— START OF Recorded data —
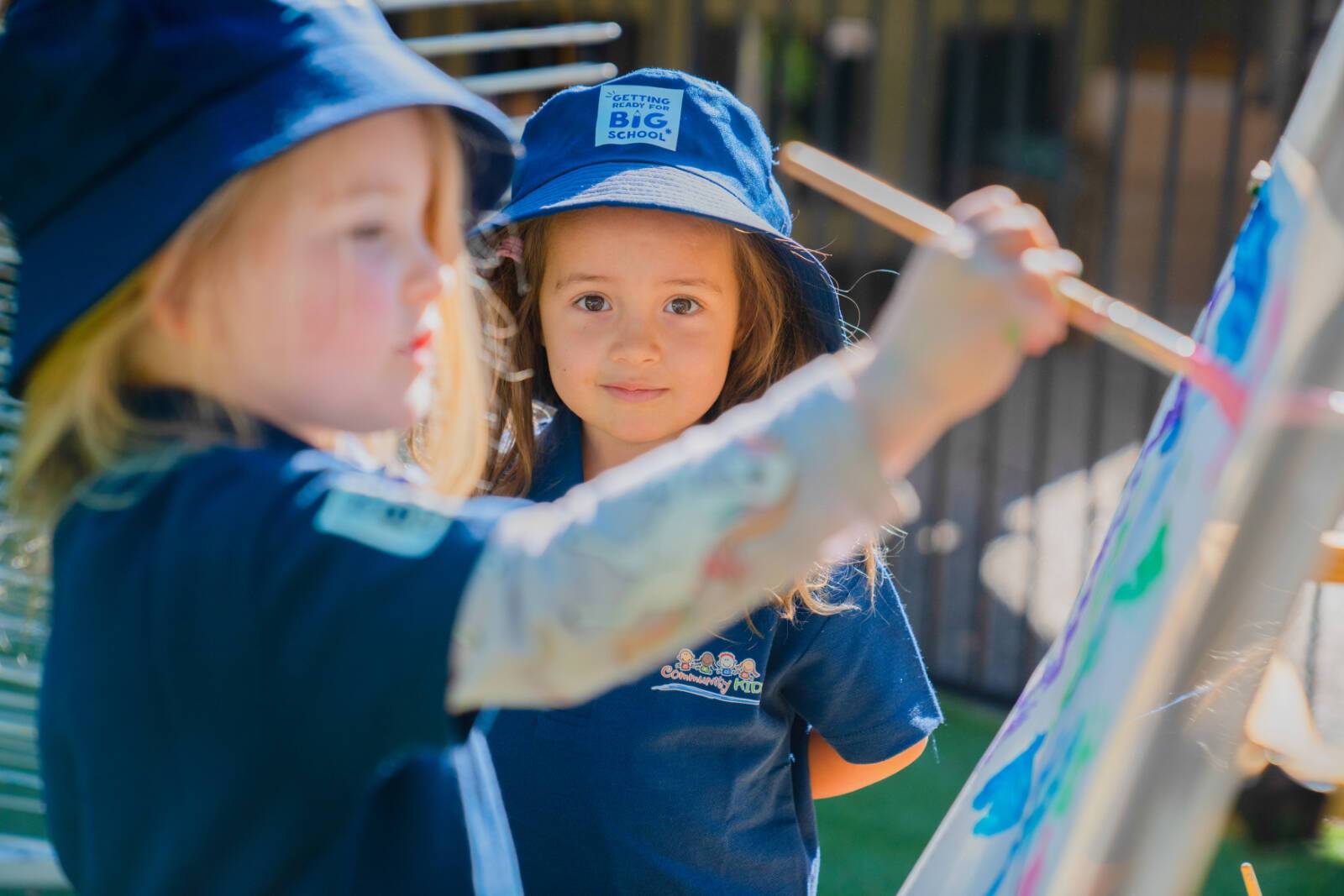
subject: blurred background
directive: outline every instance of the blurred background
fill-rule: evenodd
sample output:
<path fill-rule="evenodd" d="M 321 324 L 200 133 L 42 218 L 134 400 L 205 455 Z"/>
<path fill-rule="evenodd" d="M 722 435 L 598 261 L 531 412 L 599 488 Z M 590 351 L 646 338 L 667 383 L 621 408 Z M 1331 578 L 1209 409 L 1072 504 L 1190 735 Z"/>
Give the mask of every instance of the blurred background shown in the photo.
<path fill-rule="evenodd" d="M 1188 330 L 1246 212 L 1249 173 L 1271 154 L 1339 0 L 380 5 L 414 48 L 519 128 L 562 87 L 671 66 L 732 89 L 775 144 L 809 141 L 937 204 L 1009 184 L 1082 255 L 1087 279 Z M 909 246 L 785 188 L 794 235 L 829 254 L 847 316 L 870 324 Z M 16 277 L 17 255 L 0 238 L 0 326 L 12 320 Z M 892 541 L 891 563 L 949 725 L 929 762 L 820 806 L 823 892 L 899 885 L 1062 626 L 1164 387 L 1075 334 L 914 472 L 923 510 Z M 19 420 L 5 398 L 0 455 Z M 40 551 L 7 519 L 0 536 L 0 830 L 40 837 Z M 1344 743 L 1344 676 L 1329 645 L 1341 639 L 1344 595 L 1309 588 L 1288 641 L 1335 743 Z M 1267 834 L 1234 822 L 1206 892 L 1242 892 L 1235 862 L 1245 857 L 1267 893 L 1344 892 L 1344 829 L 1318 826 L 1321 794 L 1285 793 L 1245 813 L 1282 814 Z M 1293 799 L 1305 807 L 1284 809 Z M 5 849 L 24 842 L 0 837 L 0 868 Z"/>
<path fill-rule="evenodd" d="M 775 144 L 806 140 L 938 204 L 1005 183 L 1046 211 L 1091 282 L 1188 330 L 1249 206 L 1250 171 L 1271 154 L 1339 1 L 382 5 L 411 46 L 519 126 L 563 86 L 671 66 L 737 91 Z M 847 314 L 867 325 L 909 246 L 785 189 L 794 236 L 829 254 Z M 914 473 L 923 514 L 894 566 L 941 684 L 1019 693 L 1164 387 L 1074 336 Z"/>

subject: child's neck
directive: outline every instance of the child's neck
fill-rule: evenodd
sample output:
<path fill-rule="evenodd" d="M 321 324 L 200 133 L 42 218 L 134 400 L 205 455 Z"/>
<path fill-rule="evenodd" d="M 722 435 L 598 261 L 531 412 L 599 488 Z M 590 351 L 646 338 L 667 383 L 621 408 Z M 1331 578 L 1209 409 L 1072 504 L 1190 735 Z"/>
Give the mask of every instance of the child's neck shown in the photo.
<path fill-rule="evenodd" d="M 621 442 L 583 427 L 583 481 L 606 473 L 613 466 L 629 463 L 641 454 L 652 451 L 660 445 L 667 445 L 677 435 L 680 433 L 653 442 Z"/>

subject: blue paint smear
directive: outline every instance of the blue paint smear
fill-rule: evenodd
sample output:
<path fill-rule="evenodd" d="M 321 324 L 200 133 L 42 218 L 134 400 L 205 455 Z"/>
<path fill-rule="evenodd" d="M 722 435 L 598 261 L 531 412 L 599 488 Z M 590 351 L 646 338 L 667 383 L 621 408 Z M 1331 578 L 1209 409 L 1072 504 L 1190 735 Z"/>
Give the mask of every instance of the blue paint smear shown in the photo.
<path fill-rule="evenodd" d="M 1171 410 L 1167 411 L 1167 416 L 1163 418 L 1163 426 L 1159 430 L 1163 446 L 1161 454 L 1169 454 L 1176 442 L 1180 439 L 1180 424 L 1185 416 L 1185 396 L 1189 394 L 1189 380 L 1181 379 L 1176 384 L 1176 398 L 1172 399 Z M 1163 435 L 1164 434 L 1164 435 Z"/>
<path fill-rule="evenodd" d="M 1027 809 L 1027 797 L 1031 794 L 1032 764 L 1036 762 L 1036 751 L 1043 743 L 1046 743 L 1046 735 L 1036 735 L 1036 739 L 1021 751 L 1021 755 L 1000 768 L 980 789 L 970 805 L 973 809 L 988 809 L 989 811 L 976 822 L 972 829 L 973 834 L 993 837 L 1021 821 L 1021 814 Z"/>
<path fill-rule="evenodd" d="M 1238 363 L 1246 356 L 1269 282 L 1269 254 L 1278 222 L 1269 207 L 1269 184 L 1246 219 L 1232 254 L 1232 297 L 1214 328 L 1214 353 Z"/>

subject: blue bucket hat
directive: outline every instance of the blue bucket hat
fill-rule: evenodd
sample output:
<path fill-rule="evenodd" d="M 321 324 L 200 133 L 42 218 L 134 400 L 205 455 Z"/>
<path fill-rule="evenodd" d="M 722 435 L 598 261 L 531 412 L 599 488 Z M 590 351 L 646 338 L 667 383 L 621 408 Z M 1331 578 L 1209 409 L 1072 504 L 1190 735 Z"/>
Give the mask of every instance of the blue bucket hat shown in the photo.
<path fill-rule="evenodd" d="M 665 69 L 570 87 L 528 118 L 523 149 L 509 204 L 478 234 L 594 206 L 698 215 L 766 234 L 798 279 L 827 351 L 844 345 L 835 279 L 789 236 L 793 216 L 770 140 L 724 87 Z"/>
<path fill-rule="evenodd" d="M 407 50 L 370 0 L 17 0 L 0 85 L 0 214 L 23 258 L 13 394 L 218 187 L 302 140 L 444 106 L 478 211 L 513 167 L 508 120 Z"/>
— END OF Recorded data —
Update all of the items above by swapping every "outline" for "trace", with everything else left as it is. Omit the pictures from your version.

subject: blurred background
directive: trace every instance of the blurred background
fill-rule: evenodd
sample output:
<path fill-rule="evenodd" d="M 321 324 L 200 133 L 42 218 L 134 400 L 205 455 Z"/>
<path fill-rule="evenodd" d="M 722 435 L 598 261 L 531 412 L 599 488 Z M 590 351 L 646 338 L 667 383 L 621 408 Z M 1331 578 L 1209 409 L 1072 504 L 1190 735 Z"/>
Give the mask of every instance of the blurred background shown in the photo.
<path fill-rule="evenodd" d="M 1188 330 L 1246 212 L 1249 173 L 1271 154 L 1339 0 L 380 5 L 414 48 L 519 128 L 562 87 L 671 66 L 732 89 L 775 144 L 809 141 L 937 204 L 1009 184 L 1082 255 L 1087 279 Z M 909 246 L 785 188 L 794 235 L 829 254 L 847 316 L 870 324 Z M 16 277 L 17 255 L 0 238 L 0 326 L 12 320 Z M 892 541 L 891 563 L 949 725 L 929 762 L 820 806 L 823 892 L 899 885 L 1062 626 L 1164 387 L 1075 334 L 914 472 L 923 510 Z M 19 420 L 5 398 L 0 455 Z M 40 551 L 7 519 L 0 536 L 0 830 L 40 837 Z M 1344 743 L 1344 676 L 1329 645 L 1341 639 L 1344 595 L 1309 588 L 1288 641 L 1335 743 Z M 1267 834 L 1234 822 L 1206 892 L 1242 892 L 1235 862 L 1245 857 L 1267 893 L 1344 892 L 1344 829 L 1318 826 L 1321 794 L 1285 793 L 1245 813 L 1282 814 Z M 1293 799 L 1305 807 L 1284 809 Z M 5 849 L 24 842 L 0 837 L 0 868 Z"/>
<path fill-rule="evenodd" d="M 775 144 L 806 140 L 938 204 L 1005 183 L 1046 211 L 1091 282 L 1188 330 L 1249 206 L 1250 171 L 1271 154 L 1339 1 L 382 5 L 411 46 L 519 126 L 563 86 L 671 66 L 737 91 Z M 847 314 L 867 325 L 909 246 L 785 189 L 794 236 L 829 254 Z M 914 473 L 923 514 L 894 566 L 941 684 L 1019 693 L 1164 387 L 1074 336 Z"/>

subject: child's neck
directive: trace every instance of the child's neck
fill-rule: evenodd
sample output:
<path fill-rule="evenodd" d="M 321 324 L 200 133 L 42 218 L 134 400 L 205 455 Z"/>
<path fill-rule="evenodd" d="M 722 435 L 598 261 L 531 412 L 599 488 Z M 590 351 L 646 338 L 667 383 L 621 408 Z M 1331 578 L 1209 409 L 1072 504 L 1190 735 Z"/>
Give the mask of every instance of the child's neck shown in the photo.
<path fill-rule="evenodd" d="M 621 442 L 583 427 L 583 481 L 606 473 L 613 466 L 629 463 L 641 454 L 652 451 L 660 445 L 667 445 L 677 435 L 680 433 L 653 442 Z"/>

subject: blue paint smear
directive: trace every instance of the blue paint smear
fill-rule: evenodd
sample output:
<path fill-rule="evenodd" d="M 321 324 L 200 133 L 42 218 L 134 400 L 205 455 Z"/>
<path fill-rule="evenodd" d="M 722 435 L 598 261 L 531 412 L 599 488 Z M 590 351 L 646 338 L 667 383 L 621 408 Z M 1331 578 L 1209 409 L 1072 504 L 1190 735 Z"/>
Give the mask of every instance of the blue paint smear shown in the photo.
<path fill-rule="evenodd" d="M 1171 410 L 1167 411 L 1167 416 L 1163 418 L 1163 426 L 1159 430 L 1163 446 L 1161 454 L 1169 454 L 1176 442 L 1180 439 L 1180 424 L 1185 416 L 1185 396 L 1189 394 L 1189 380 L 1181 379 L 1176 384 L 1176 398 L 1172 399 Z M 1163 435 L 1164 434 L 1164 435 Z"/>
<path fill-rule="evenodd" d="M 1027 809 L 1027 797 L 1031 794 L 1032 764 L 1036 762 L 1036 751 L 1043 743 L 1046 743 L 1046 735 L 1036 735 L 1036 739 L 1021 751 L 1021 755 L 1000 768 L 980 789 L 970 805 L 973 809 L 988 809 L 989 811 L 976 822 L 972 829 L 973 834 L 993 837 L 1021 821 L 1021 814 Z"/>
<path fill-rule="evenodd" d="M 1238 363 L 1246 356 L 1269 282 L 1269 254 L 1278 222 L 1269 207 L 1269 184 L 1246 219 L 1232 254 L 1232 297 L 1214 328 L 1214 353 Z"/>

subject: blue bucket hat
directive: trace every instance of the blue bucket hat
fill-rule: evenodd
sample output:
<path fill-rule="evenodd" d="M 321 324 L 200 133 L 42 218 L 134 400 L 205 455 Z"/>
<path fill-rule="evenodd" d="M 722 435 L 598 261 L 531 412 L 599 488 Z M 590 351 L 646 338 L 667 383 L 621 408 Z M 1331 578 L 1209 409 L 1072 504 L 1190 735 Z"/>
Give the mask of every instance of the blue bucket hat shown in the photo.
<path fill-rule="evenodd" d="M 665 69 L 570 87 L 528 118 L 523 149 L 509 204 L 478 234 L 594 206 L 698 215 L 766 234 L 798 279 L 827 351 L 844 345 L 835 279 L 789 236 L 793 216 L 770 140 L 724 87 Z"/>
<path fill-rule="evenodd" d="M 407 50 L 370 0 L 17 0 L 0 85 L 0 214 L 23 258 L 13 394 L 218 187 L 302 140 L 444 106 L 478 211 L 513 167 L 508 120 Z"/>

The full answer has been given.